> What to work on: According to the article below on the once-daily HIV pill, which two drugs already on the market does the new pill combine?

> Study text:

FDA Expected to Approve First Single, Once Daily Pill for HIV This Week: Sustiva Plus Truvada

By Andrew Pollack
Source: The New York Times


The first complete treatment for HIV/AIDS that is taken once a day as a single pill is expected to be available soon.

The pill, which combines three drugs made by two companies, would be a milestone in improving the simplicity of treatment for the disease, experts say. It should make it easier for people to take their medicine regularly, which is important for keeping HIV in check.

Only a decade ago, when cocktails of AIDS drugs were first used, patients often had to take two or three dozen pills a day, some with food, some without, some so frequently patients had to get up in the middle of the night. Since then, the regimens have been whittled down to as few as two pills a day, and now, one.

"Going down to one pill a day is amazing," said Keith Folger of Washington, who started on 36 pills a day about 11 years ago and expects to switch to the new pill when it becomes available.

Mr. Folger, who is just leaving a job as director of community mobilization for the National Association of People with AIDS, said the pill would be "remarkable, especially for people who are starting on medication for the first time and are sort of freaked out that they will have to take pills for the rest of their lives."

The new drug is a combination of drugs already on the market - Sustiva, sold by Bristol-Myers Squibb, and Truvada, sold by Gilead Sciences. Truvada is a combination of two Gilead drugs, Viread and Emtriva.

The US Food and Drug Administration is expected to approve the new drug as soon as this week. The agency has until October to act but is expected to do so much sooner, partly because the government has been encouraging companies to do just this sort of collaboration to come up with simpler AIDS drugs.

The companies have not revealed the new drug's name or its price, though they have suggested it will cost roughly the same as Sustiva and Truvada bought separately, which is about $1,200 a month.

There are already other AIDS pills that combine three drugs. One, made by a company in India, was recently approved by the FDA for use in developing countries. But those other three-in-one pills generally contain older drugs and are taken twice a day.

> Data listing:
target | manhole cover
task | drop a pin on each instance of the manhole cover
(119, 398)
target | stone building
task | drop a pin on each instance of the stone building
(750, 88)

> Problem solution: Sustiva and Truvada.